*GOAL OF THE EXERCISE*
Identify every line in the listing that contains the string "dark", matching case exactly, and copy each such line.

##############################

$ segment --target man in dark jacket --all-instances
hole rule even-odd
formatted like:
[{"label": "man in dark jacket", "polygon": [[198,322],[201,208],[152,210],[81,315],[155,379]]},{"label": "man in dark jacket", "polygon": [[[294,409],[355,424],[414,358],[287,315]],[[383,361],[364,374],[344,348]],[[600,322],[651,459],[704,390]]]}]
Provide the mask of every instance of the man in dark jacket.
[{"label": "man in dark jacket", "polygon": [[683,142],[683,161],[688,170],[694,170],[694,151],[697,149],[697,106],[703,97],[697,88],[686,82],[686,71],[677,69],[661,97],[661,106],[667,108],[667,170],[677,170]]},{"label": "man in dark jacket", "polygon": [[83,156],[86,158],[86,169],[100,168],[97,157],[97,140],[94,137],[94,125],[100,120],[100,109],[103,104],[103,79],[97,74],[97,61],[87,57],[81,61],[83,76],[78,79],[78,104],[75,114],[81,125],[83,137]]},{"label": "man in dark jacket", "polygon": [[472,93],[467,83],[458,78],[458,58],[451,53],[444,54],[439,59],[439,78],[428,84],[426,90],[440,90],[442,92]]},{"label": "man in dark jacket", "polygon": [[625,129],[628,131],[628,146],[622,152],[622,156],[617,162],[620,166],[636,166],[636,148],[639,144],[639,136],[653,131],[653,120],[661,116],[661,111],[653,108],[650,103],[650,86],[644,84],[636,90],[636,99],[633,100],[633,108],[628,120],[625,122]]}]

##############################

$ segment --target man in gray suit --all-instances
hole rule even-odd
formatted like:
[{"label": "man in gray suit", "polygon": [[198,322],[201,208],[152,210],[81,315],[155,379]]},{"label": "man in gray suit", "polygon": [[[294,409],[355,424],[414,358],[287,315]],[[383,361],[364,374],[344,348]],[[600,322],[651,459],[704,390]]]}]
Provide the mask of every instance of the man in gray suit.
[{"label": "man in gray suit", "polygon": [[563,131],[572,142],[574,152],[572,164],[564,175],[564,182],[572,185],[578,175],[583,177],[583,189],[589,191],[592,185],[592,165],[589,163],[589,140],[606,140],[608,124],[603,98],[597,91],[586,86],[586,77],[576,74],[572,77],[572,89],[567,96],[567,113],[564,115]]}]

##############################

*THE COMPLETED TASK*
$ segment --target man in dark jacket --all-instances
[{"label": "man in dark jacket", "polygon": [[198,322],[201,208],[152,210],[81,315],[155,379]]},{"label": "man in dark jacket", "polygon": [[[294,409],[355,424],[414,358],[287,315]],[[383,361],[364,374],[344,348]],[[600,322],[651,459],[704,390]]]}]
Provide the mask of every instance of the man in dark jacket.
[{"label": "man in dark jacket", "polygon": [[683,142],[683,161],[688,170],[694,170],[694,151],[697,149],[697,106],[703,97],[697,88],[686,82],[686,71],[677,69],[661,97],[661,106],[667,108],[667,170],[677,170]]},{"label": "man in dark jacket", "polygon": [[83,156],[86,158],[86,169],[100,168],[97,157],[97,140],[94,137],[94,125],[100,120],[100,109],[103,104],[103,79],[97,74],[97,61],[87,57],[81,61],[83,76],[78,79],[78,104],[75,114],[81,125],[83,137]]},{"label": "man in dark jacket", "polygon": [[472,93],[467,83],[458,78],[458,58],[451,53],[444,54],[439,59],[439,78],[428,84],[426,90],[440,90],[442,92]]},{"label": "man in dark jacket", "polygon": [[625,129],[628,131],[628,146],[622,152],[622,156],[617,162],[620,166],[636,166],[636,148],[639,144],[639,136],[653,131],[653,120],[661,116],[661,111],[653,108],[650,103],[650,86],[644,84],[636,90],[636,99],[633,100],[633,108],[628,120],[625,122]]}]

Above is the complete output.